Time-lapse microscopy, which captures a series of images from a microscope over time, allows researchers to monitor single cells throughout an experiment to track phenomena such as differentiation — when stem cells become a specific type of cell — or change in shape and size over time. This can allow scientists to make new biological discoveries by measuring the dynamics of cell biological phenomena at the single-cell level.

Once the scientists have gathered images, they need to carry out two main tasks: segmentation, or identifying the borders of individual cells from each other and the background; and tracking, or following a cell from one frame to the next. From that point, the researchers can further investigate characteristics such as size, shape, texture, how they move and change their shape, and more. 

Manually sorting through microscopy images is tedious, time-consuming, and ultimately a task better suited for supercomputing, which is where DeepSea comes in. This efficient deep-learning model can perform segmentation in less than a second, and track cells with 98 percent accuracy.

QUESTIONS ON THE MATERIAL -
**A.** Print the part of the microscopy passage that opens with the words containing "Once the scientists" and closes with "98 percent accuracy.".
**B.** According to the microscopy passage, how accurately can DeepSea track cells?
**C.** Pick up the microscopy passage after its last sentence and keep writing.
The material after this point has nothing to do with the microscopy passage.

LISTED RECORDS -

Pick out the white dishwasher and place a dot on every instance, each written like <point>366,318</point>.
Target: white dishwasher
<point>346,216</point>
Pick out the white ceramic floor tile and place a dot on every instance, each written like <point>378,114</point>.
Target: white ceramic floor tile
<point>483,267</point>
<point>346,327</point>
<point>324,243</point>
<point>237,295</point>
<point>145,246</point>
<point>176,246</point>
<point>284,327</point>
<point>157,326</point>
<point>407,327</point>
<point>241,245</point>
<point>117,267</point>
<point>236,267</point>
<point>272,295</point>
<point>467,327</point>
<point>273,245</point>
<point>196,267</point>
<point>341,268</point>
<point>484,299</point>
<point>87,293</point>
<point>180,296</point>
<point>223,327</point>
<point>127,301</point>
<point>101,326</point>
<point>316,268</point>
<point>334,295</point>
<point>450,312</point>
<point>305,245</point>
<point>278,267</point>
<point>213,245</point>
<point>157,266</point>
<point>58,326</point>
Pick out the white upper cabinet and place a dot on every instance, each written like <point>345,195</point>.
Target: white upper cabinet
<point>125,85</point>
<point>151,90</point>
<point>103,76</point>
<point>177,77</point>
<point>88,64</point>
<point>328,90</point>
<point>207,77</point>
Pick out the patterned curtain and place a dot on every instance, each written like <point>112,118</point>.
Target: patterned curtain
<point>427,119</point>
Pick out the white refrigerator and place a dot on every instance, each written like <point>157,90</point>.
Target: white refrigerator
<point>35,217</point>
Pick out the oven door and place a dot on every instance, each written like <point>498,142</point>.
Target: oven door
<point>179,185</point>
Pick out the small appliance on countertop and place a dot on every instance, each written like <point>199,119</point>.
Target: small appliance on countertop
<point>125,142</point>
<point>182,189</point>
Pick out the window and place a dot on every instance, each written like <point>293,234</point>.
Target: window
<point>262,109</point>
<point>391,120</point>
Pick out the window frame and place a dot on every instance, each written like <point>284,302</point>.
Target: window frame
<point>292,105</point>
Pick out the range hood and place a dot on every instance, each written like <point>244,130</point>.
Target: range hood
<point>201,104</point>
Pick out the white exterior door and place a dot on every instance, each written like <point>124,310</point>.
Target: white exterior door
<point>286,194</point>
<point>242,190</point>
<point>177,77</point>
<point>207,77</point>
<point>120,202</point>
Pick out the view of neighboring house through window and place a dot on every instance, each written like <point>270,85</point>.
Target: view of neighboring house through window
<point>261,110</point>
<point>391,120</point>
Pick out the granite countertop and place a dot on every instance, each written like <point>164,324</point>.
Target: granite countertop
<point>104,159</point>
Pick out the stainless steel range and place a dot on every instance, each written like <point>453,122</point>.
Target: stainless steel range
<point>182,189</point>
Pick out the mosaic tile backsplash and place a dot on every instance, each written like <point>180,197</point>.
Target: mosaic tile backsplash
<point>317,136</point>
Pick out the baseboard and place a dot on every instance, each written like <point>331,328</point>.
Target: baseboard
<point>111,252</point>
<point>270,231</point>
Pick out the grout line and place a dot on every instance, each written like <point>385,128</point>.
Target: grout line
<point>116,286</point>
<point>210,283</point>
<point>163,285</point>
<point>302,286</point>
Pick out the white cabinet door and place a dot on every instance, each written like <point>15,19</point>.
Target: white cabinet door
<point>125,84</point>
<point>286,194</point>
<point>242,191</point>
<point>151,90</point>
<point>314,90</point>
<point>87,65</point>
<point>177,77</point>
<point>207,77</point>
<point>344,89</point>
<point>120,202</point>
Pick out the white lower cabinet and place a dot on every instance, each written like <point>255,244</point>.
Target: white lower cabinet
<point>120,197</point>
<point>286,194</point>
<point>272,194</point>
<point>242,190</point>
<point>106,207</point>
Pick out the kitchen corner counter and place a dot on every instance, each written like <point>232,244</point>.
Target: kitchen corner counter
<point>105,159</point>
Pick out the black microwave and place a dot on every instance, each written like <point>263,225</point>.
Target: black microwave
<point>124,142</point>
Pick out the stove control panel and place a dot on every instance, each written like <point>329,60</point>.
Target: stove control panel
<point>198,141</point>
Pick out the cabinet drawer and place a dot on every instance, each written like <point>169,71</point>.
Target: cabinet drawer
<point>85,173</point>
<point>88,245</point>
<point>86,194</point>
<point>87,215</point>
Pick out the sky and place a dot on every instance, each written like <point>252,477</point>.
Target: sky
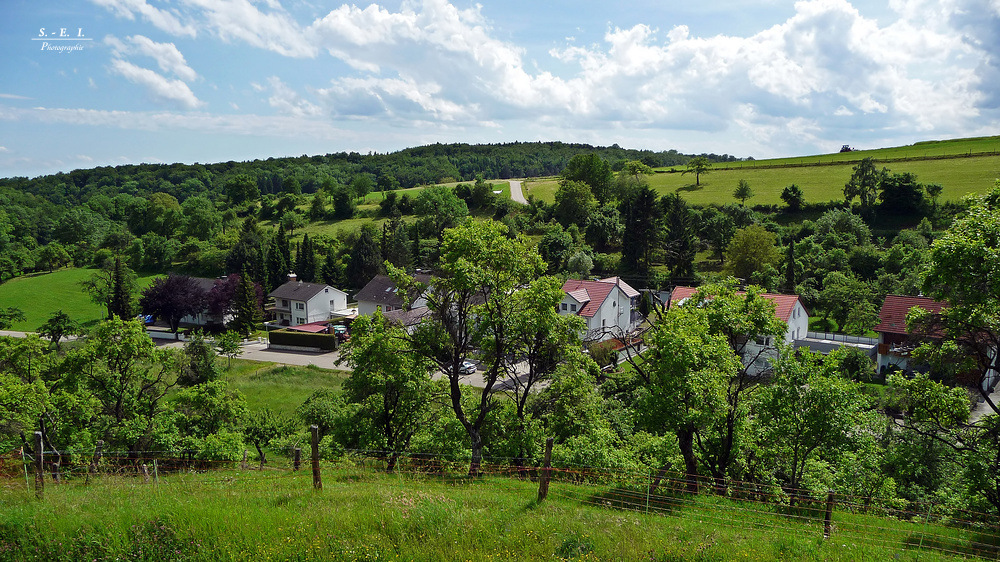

ACTIVITY ANSWERS -
**A.**
Once the scientists have gathered images, they need to carry out two main tasks: segmentation, or identifying the borders of individual cells from each other and the background; and tracking, or following a cell from one frame to the next. From that point, the researchers can further investigate characteristics such as size, shape, texture, how they move and change their shape, and more. 

Manually sorting through microscopy images is tedious, time-consuming, and ultimately a task better suited for supercomputing, which is where DeepSea comes in. This efficient deep-learning model can perform segmentation in less than a second, and track cells with 98 percent accuracy.

**B.** With 98 percent accuracy.

**C.**
Enabling the software to detect cell division was a particularly unique and challenging aspect of this project, as there are few if any other situations in which artificial intelligence and computer vision must track one object transforming into two. 

“This is a very unusual problem for object tracking,” Shariati said. “If you want to track a car or something, the car will be moving around and you can use machine learning and computer vision to follow them as they move. But for cells, all of a sudden one object becomes two, and that's a fundamentally new problem that we needed to solve, and we were able to do so.” 

DeepSea is a generalizable model, meaning it can be used to track a variety of cell types. It uses a modified version of a popular model, 2D-UNET, with significantly fewer parameters to achieve both fast speeds and high accuracy. 

“We compared our model with some of the best cell segmentation models, and ours is now showing the best results in terms of precision, and speed, especially for these cell types,” said Zarageri, an electrical and computer engineering Ph.D. student in Shariati’s lab who led the creation of the software.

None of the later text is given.